◆ Conjunto de tarefas:
(1) Com base no texto sobre o histórico dos agrotóxicos, explique em uma a três frases por que o uso do DDT teve grande aceitação em ambientes domésticos.
(2) Dê prosseguimento ao texto sobre o histórico dos agrotóxicos a partir da última frase apresentada.

═════ Trecho do texto ═════

Entenda como surgiram os agrotóxicos.


Foto: Divulgação

Histórico do uso de agrotóxicos

Com o rápido aumento da população mundial nos últimos séculos, a demanda por alimentos resultou em uma explosão de produtos que visam gerar benefícios aos produtores na agricultura e pecuária. Existem diversos riscos no cultivo de plantas que podem resultar em prejuízo ao invés de lucro, dentre esses prejuízos podemos citar a presença de pragas, doenças e plantas daninhas, que podem reduzir totalmente a produtividade de uma lavoura. Os agrotóxicos, conhecidos também como agroquímicos, defensivos ou pelo termo popular "veneno", são produtos que possuem o objetivo de reduzir estes problemas, garantindo a continuidade da produção.

 

Dicloro-difenil-tricloroetano (DDT)

O primeiro produto desse tipo foi o dicloro-difenil-tricloroetano (DDT), desenvolvido na Primeira Guerra Mundial para prevenção de doenças que vinham causando grandes estragos, transmitidas por piolhos e mosquitos, como o tifo, a malária e a febre amarela. O DDT foi bastante efetivo, muito por conta do seu efeito persistente.

Como o produto eliminava diversos insetos, nocivos ou não, como baratas, moscas, piolhos, pulgas e percevejos, houve uma grande aceitação do uso do DDT em ambientes domésticos. Nesta época, o efeito nocivo do DDT à saúde humana e ao ambiente eram desconhecidos. Posteriormente, foi comprovado que o DDT é um composto cancerígeno.

Na década de 1970, o produto foi proibido na maioria dos países ocidentais ricos, porém, ainda é utilizado para controlar a malária em diversos países da África.

 

O uso dos clorados como agrotóxicos

O DDT foi muito utilizado também na agricultura como inseticida por aproximadamente 30 anos. Após as guerras mundiais, houve uma grande expansão de lavouras cultivadas, e a agricultura se tornou mais intensiva com auxílio de máquinas e insumos, dentre eles os agrotóxicos. Estes produtos começaram a ser amplamente comercializados e produzidos em escala industrial, visando combater as pragas agrícolas.

No Brasil, durante os anos de 1960 a 1970, ocorreram grandes modificações no setor agrícola, através de implementações tecnológicas, uso de plantas geneticamente modificadas e uso de agrotóxicos. Para a obtenção destes insumos e tecnologia, o governo favoreceu a difusão através de incentivos financeiros, subsídios, empréstimos com juros baixos e investimentos em estruturas.

═════ Material apresentado ═════

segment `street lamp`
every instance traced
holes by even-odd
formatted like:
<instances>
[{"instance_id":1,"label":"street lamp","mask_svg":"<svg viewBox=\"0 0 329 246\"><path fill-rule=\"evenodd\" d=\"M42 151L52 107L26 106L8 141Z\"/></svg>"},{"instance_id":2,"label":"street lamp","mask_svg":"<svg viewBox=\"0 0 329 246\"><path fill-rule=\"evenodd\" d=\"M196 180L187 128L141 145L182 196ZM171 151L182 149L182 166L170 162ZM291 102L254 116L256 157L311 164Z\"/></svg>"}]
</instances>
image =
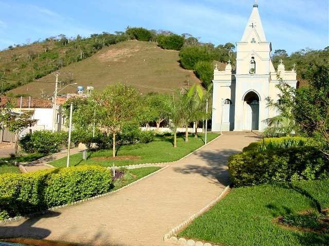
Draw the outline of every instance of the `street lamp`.
<instances>
[{"instance_id":1,"label":"street lamp","mask_svg":"<svg viewBox=\"0 0 329 246\"><path fill-rule=\"evenodd\" d=\"M53 97L53 109L52 111L52 131L55 131L55 128L56 126L56 108L57 107L57 93L62 91L66 87L69 86L73 86L74 85L78 85L78 83L73 83L70 84L69 85L67 85L64 86L63 88L62 88L59 91L58 91L58 74L56 74L56 86L55 86L55 91L54 92L54 97Z\"/></svg>"}]
</instances>

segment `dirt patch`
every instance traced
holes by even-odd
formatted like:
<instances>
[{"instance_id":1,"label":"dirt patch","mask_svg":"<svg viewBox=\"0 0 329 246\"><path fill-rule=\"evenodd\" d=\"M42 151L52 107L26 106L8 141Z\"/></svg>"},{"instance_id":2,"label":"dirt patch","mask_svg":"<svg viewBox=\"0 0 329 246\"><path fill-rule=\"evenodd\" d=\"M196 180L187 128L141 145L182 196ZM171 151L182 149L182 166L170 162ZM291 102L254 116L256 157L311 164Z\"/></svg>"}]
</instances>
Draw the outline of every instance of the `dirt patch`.
<instances>
[{"instance_id":1,"label":"dirt patch","mask_svg":"<svg viewBox=\"0 0 329 246\"><path fill-rule=\"evenodd\" d=\"M94 160L139 160L141 158L141 156L135 155L124 155L122 156L116 156L115 157L107 156L92 157L90 159Z\"/></svg>"},{"instance_id":2,"label":"dirt patch","mask_svg":"<svg viewBox=\"0 0 329 246\"><path fill-rule=\"evenodd\" d=\"M123 48L122 49L111 49L98 56L101 61L118 61L131 57L134 53L139 51L138 46L136 48Z\"/></svg>"},{"instance_id":3,"label":"dirt patch","mask_svg":"<svg viewBox=\"0 0 329 246\"><path fill-rule=\"evenodd\" d=\"M310 214L309 211L302 211L298 213L299 215L307 215ZM321 225L319 228L312 228L296 227L295 225L284 223L284 216L279 216L272 220L272 222L282 228L291 231L298 231L305 232L315 232L316 233L327 233L329 232L329 208L324 209L322 211L322 213L324 215L323 218L318 219L318 221Z\"/></svg>"}]
</instances>

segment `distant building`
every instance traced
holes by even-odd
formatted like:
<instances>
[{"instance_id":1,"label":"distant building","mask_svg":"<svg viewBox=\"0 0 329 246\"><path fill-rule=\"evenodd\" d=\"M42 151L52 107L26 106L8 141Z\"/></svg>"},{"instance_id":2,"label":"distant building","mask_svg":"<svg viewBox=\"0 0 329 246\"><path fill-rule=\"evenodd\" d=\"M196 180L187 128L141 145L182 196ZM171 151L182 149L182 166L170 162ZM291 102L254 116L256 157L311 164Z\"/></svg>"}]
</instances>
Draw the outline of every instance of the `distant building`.
<instances>
[{"instance_id":1,"label":"distant building","mask_svg":"<svg viewBox=\"0 0 329 246\"><path fill-rule=\"evenodd\" d=\"M277 113L267 107L265 100L268 96L279 99L277 74L296 88L296 72L286 71L282 61L276 71L271 44L266 39L257 4L236 49L235 71L232 71L231 61L224 71L217 66L214 71L212 130L262 131L266 127L263 120Z\"/></svg>"}]
</instances>

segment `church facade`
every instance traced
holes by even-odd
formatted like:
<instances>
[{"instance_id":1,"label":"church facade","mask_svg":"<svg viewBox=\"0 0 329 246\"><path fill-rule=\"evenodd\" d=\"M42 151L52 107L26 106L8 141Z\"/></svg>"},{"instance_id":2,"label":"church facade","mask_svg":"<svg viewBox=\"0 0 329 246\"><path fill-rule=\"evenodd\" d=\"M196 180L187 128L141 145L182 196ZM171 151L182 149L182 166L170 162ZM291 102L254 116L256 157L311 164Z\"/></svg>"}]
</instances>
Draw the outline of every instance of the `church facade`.
<instances>
[{"instance_id":1,"label":"church facade","mask_svg":"<svg viewBox=\"0 0 329 246\"><path fill-rule=\"evenodd\" d=\"M265 98L279 99L277 74L294 88L297 80L296 70L286 71L282 61L276 71L271 51L255 4L242 38L236 42L236 71L230 60L224 71L217 66L214 70L212 131L262 131L266 127L263 120L277 114L267 107Z\"/></svg>"}]
</instances>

═════

◆ Respostas dos exercícios:
(1) O DDT teve grande aceitação em ambientes domésticos porque eliminava diversos insetos, nocivos ou não, como baratas, moscas, piolhos, pulgas e percevejos.

(2)
Nesse cenário, em relação ao DDT, as primeiras indicações são reportadas em 1966 na cultura da soja, principalmente para o combate da lagarta. Na época, o governo pouco se preocupava em relação aos perigos do uso desses produtos. O produto também era bastante usado em doses exageradas (nocivas ao ser humano e ao meio ambiente) e/ou de forma desnecessária. 

Esse uso em grande escala favoreceu o desenvolvimento de resistência das pragas agrícolas, além de comprometer a qualidade dos alimentos. A consequência de pragas mais resistentes resulta em uso de maiores quantidades de agrotóxicos, gerando assim um ciclo vicioso. Alguns autores relatam que, entre 1950 e 1980, aproximadamente 500 insetos pragas desenvolveram resistência a alguns agrotóxicos, e cerca de 20 espécies adquiriram imunidade.

O consumo anual, em meados de 1973, era de aproximadamente 20.000 toneladas anuais de inseticidas organoclorados, sendo a maioria da região Sul, o que pode justificar o maior número de intoxicações no estado do Rio Grande do Sul. Dos organoclorados, os mais utilizados eram DDT, Canfeno e BHC.

As mudanças no uso da terra, junto com a mecanização e uso de fertilizantes permitiu o cultivo de terras que antes eram consideradas inférteis. Áreas onde haviam florestas passaram a ser utilizadas na agricultura, que buscou um aumento de produtividade sem buscar a qualidade do ambiente, empobrecendo o solo e dispersando pragas agrícolas. De forma geral, a modernização agrícola resultou em alto uso de insumos, tornando o Brasil um parque industrial de agrotóxicos, resultando na instalação de empresas nacionais e internacionais que produzem estes insumos.

 

As indústrias de agrotóxicos

Durante as guerras mundiais foram desenvolvidos diversos venenos artificiais orgânicos a base de nitrogênio, fósforo, enxofre, cloro etc, além de conter metais pesados como arsênio, selênio, mercúrio e chumbo. Com a guerra, milhares de fórmulas foram testadas por indústrias químicas como armas de guerra químicas (para matar seres humanos), antes de serem usadas na agricultura.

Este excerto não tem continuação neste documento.